**EXCERTO DA FONTE:**

##########

Olhar para a organização do Estado tendo em conta as regiões administrativas possibilita uma abordagem
mais coerente sobre qual o nível de poder mais adequado para o exercício de cada uma das atribuições e
competências.
O Sr. João Oliveira (PCP): — Muito bem!
A Sr.ª Paula Santos (PCP): — Avançar com a regionalização é o que cria as condições para uma política de
desenvolvimento regional com a ativa participação das autarquias e dos agentes económicos e sociais.
Sr. Presidente, Sr.as e Srs. Deputados: A Constituição da República Portuguesa destaca como princípio da
organização do Estado a descentralização. Como já afirmámos aqui, um processo de descentralização de
competências exige a recuperação e a afirmação da autonomia do poder local, exige um quadro claro e
sustentado de condições que enquadrem a transferência de competências, exige um regime de financiamento
com os meios necessários, estabilidade de execução e previsível evolução e exige a reposição de condições
organizacionais, materiais e humanas.
Queremos contribuir para este debate com propostas concretas.
Apresentamos hoje o projeto de lei-quadro que estabelece as condições e os requisitos de transferência de
atribuições e competências para as autarquias locais.
Num processo desta natureza, antes de se definir o quê, tem de se definir como, em que condições, com
que objetivos e a que princípios deve obedecer. É a isto que o PCP procura dar resposta, porque não podemos
decidir quais as competências a transferir para as autarquias sem considerar as condições para o seu exercício.
Consideramos que a transferência de competências deve respeitar os seguintes princípios: a preservação
da autonomia administrativa, financeira, patrimonial, normativa e organizativa interna das autarquias locais; a
garantia do acesso universal aos bens e serviços públicos necessários à efetivação de direitos constitucionais;
a coesão nacional, eficiência e eficácia da gestão pública; a unidade do Estado na repartição legal de atribuições
entre as entidades públicas e administrativas e a adequação do seu exercício aos níveis da administração
central, regional e local; a adequação dos meios às necessidades; e a estabilidade de financiamento no exercício
das atribuições que lhes estão cometidas.
Descentralizar não é sinónimo de desconcentrar, nem de delegar.
Descentralizar significa o poder de executar, mas também o poder de decidir. Por isso, propomos que a tutela
a que as autarquias estão sujeitas seja a de mera legalidade, respeitando o seu quadro de autonomia.

##########

Resuma o excerto acima em duas frases, por favor.

**DADOS APRESENTADOS:**

##########

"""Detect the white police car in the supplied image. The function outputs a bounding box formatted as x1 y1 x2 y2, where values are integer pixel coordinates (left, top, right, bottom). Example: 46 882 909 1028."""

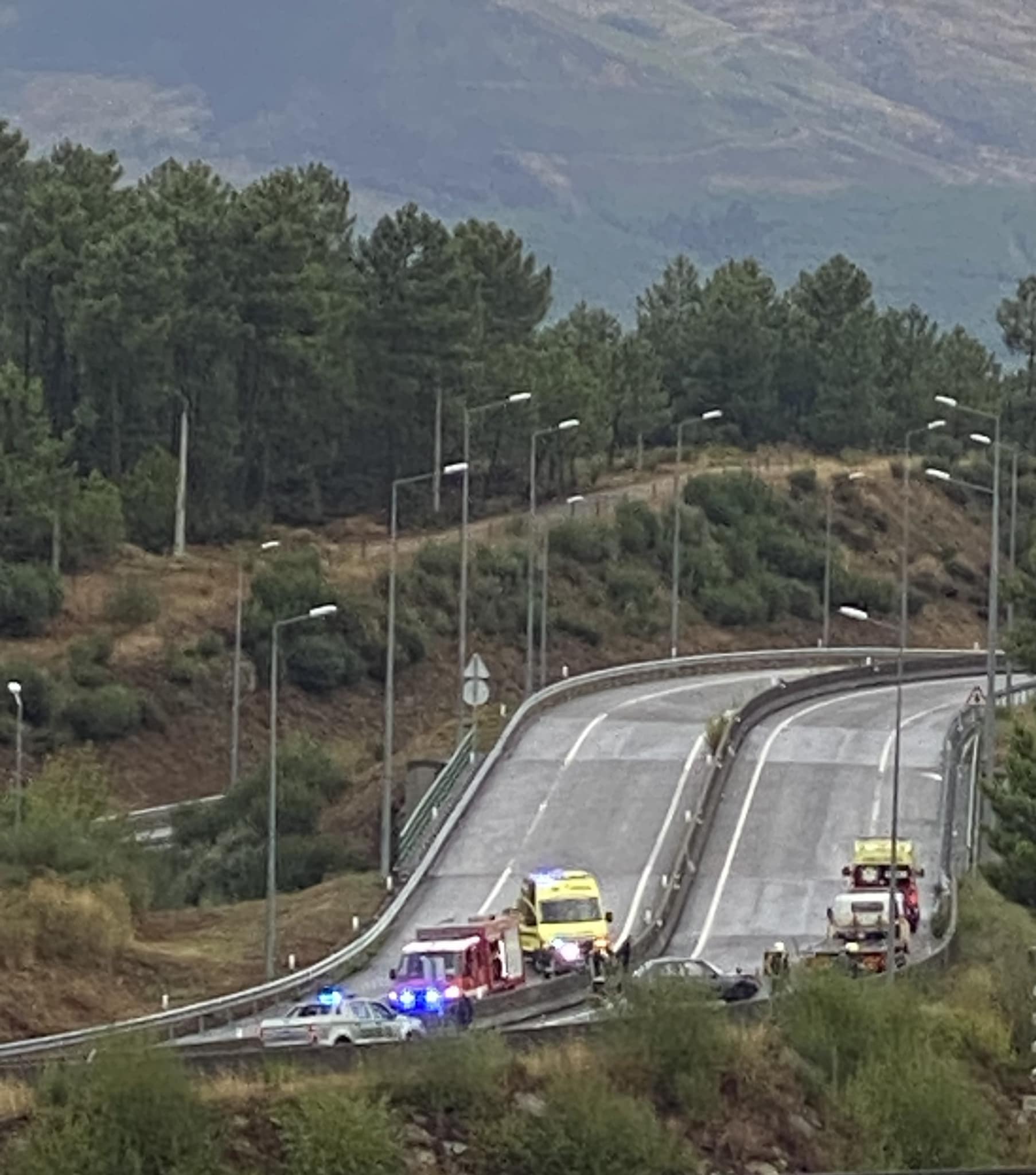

##########

**RESPOSTA:**
O PCP defende a regionalização e a descentralização, que a Constituição destaca como princípio da organização do Estado, e apresenta um projeto de lei-quadro com as condições e os requisitos de transferência de atribuições e competências para as autarquias locais. Essa transferência deve respeitar princípios como a preservação da autonomia das autarquias, o acesso universal aos bens e serviços públicos e a estabilidade de financiamento, e, como descentralizar significa também o poder de decidir, propõe-se que a tutela sobre as autarquias seja de mera legalidade.